Over this time I've documented my ideas and thought processes. I like to revisit these notes from time to time, and while they are rough and informal, I think they're interesting and can be actually better quality than what I end up when I attempt to write a "real" post.
So below I've picked a few to share. Might make some more posts like this in the future.
Things the best languages should do elegantly
Not a list of things I think every language should have, just things I would look for when considering the efficacy of a language.
Explicit data flow
js + html fails by using event hooks setup imperatively react/vue are a bandade
A good language makes it impossible to bury triggers or transfers of data
State over time
mutable variable and reassignment are not good enough, this defies explicit data flow
A good language provides careful semantics for handling state over time
Lists of stateful entities
A good lanugage implements a particle system elegantly
Modular stateful entities with logic
locality of behavior is an imporant principle as well as modularity.
React/vue have good solutions for this, but are isolated views on to the web they enable creation of components which can be declaratively included within other components, embedding state and logic. Components handle input events from the top down, bubbling events up and delegating statefulness to the parent and propagation of state through children.
A good language provides a general solution to modular stateful code
UI
A good lanuage enables elegant creation and management of UI
Idea - program log + hashes
Idea: Real Easy TDD
TDD is "test driven development" a simple priciple, to write a test first, see it fail, then make the change.
But there's a big problem. Test failures are not guaranteed Even if you check in the failing test to version control, the previous test failure will not necessarily be ensured with something like continuous integration.
And more likely, you will just make the change and write the test in one commit.
Solution? Keep all your old code to run new tests against. version control keeps your old code, but it doesn't really make sense to use this to run multiple versions in CI.
What if instead, every function is referenced to by it's hash. The program is simply a hash itself, a function to be run grouping together all your other hashes.
Tests run against these hashes. New versions of your program are simply new functions made up of different functions, although this doesn't exclude the possibility of retaining old functions for testing purposes.
So when adding a test, you indicate at what hash the test should fail at (before your change) and then after you change it, you register that this hash should pass the test.
Then the test runs twice, once with the old hash and one with the new. Then the test results are cached forever, since they ran against a hash, which is guarenteed to run the same forever.
Idea: Event Sourcing Event Aggregation Programs
Event sourcing is nice. Except when your event protocol changes, and you need to either run a migration, or do some crazy defaulting to ensure old event versions still work fine
What if instead, the event interpreter was an event itself?
So when the interpreter changes, an event is emitted to indicate this, This means in order to determine the current state of anything managed by the event sourcing system, all you must do is push that entitiy's events through the most recent program event at the time it was emitted.
Benefit: No need for namespaces
Namespaces are for separating names that might collide.
Namespaces do not however enable coexisting copies of the same code at different versions.

Exercise tasks.
1/ Please copy everything from "Solution? Keep all" down to "versions in CI." in the programming notes, substituting "continuous integration" for "CI".
2/ Translate this sentence from the programming notes into Spanish: "Namespaces are for separating names that might collide."
3/ Answer these from the programming notes:
(a) What does TDD stand for?
(b) What do namespaces not enable?
(c) In the hash-based testing idea, how many times does a test run, and against what?

Data rows.
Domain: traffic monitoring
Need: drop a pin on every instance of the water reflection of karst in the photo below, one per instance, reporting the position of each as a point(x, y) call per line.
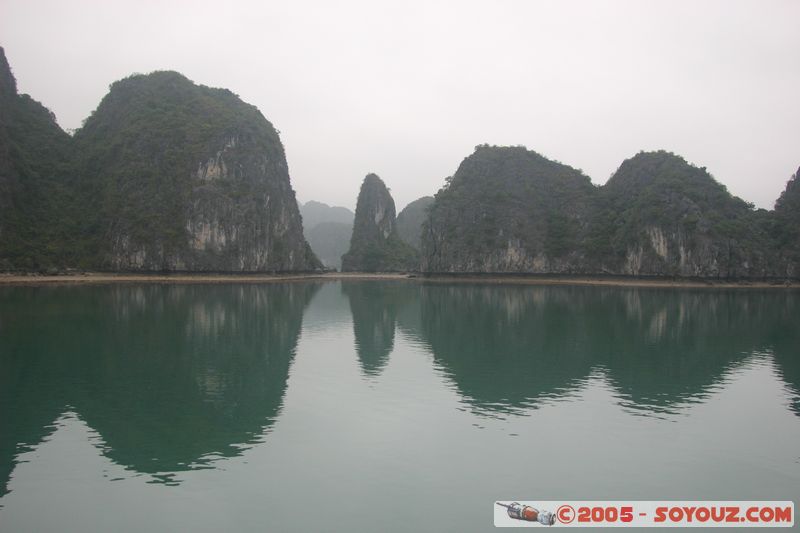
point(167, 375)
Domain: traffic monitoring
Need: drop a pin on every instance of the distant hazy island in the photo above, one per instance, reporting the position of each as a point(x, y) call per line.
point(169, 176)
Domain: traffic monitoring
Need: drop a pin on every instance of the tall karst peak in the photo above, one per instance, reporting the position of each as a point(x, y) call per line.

---

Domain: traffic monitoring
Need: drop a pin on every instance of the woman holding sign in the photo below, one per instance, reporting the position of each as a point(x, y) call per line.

Responses to the tasks.
1/
Solution? Keep all your old code to run new tests against. version control keeps your old code, but it doesn't really make sense to use this to run multiple versions in continuous integration.

2/ Los espacios de nombres sirven para separar nombres que podrían entrar en conflicto.

3/
(a) Test driven development.
(b) Coexisting copies of the same code at different versions.
(c) Twice: once with the old hash and once with the new one.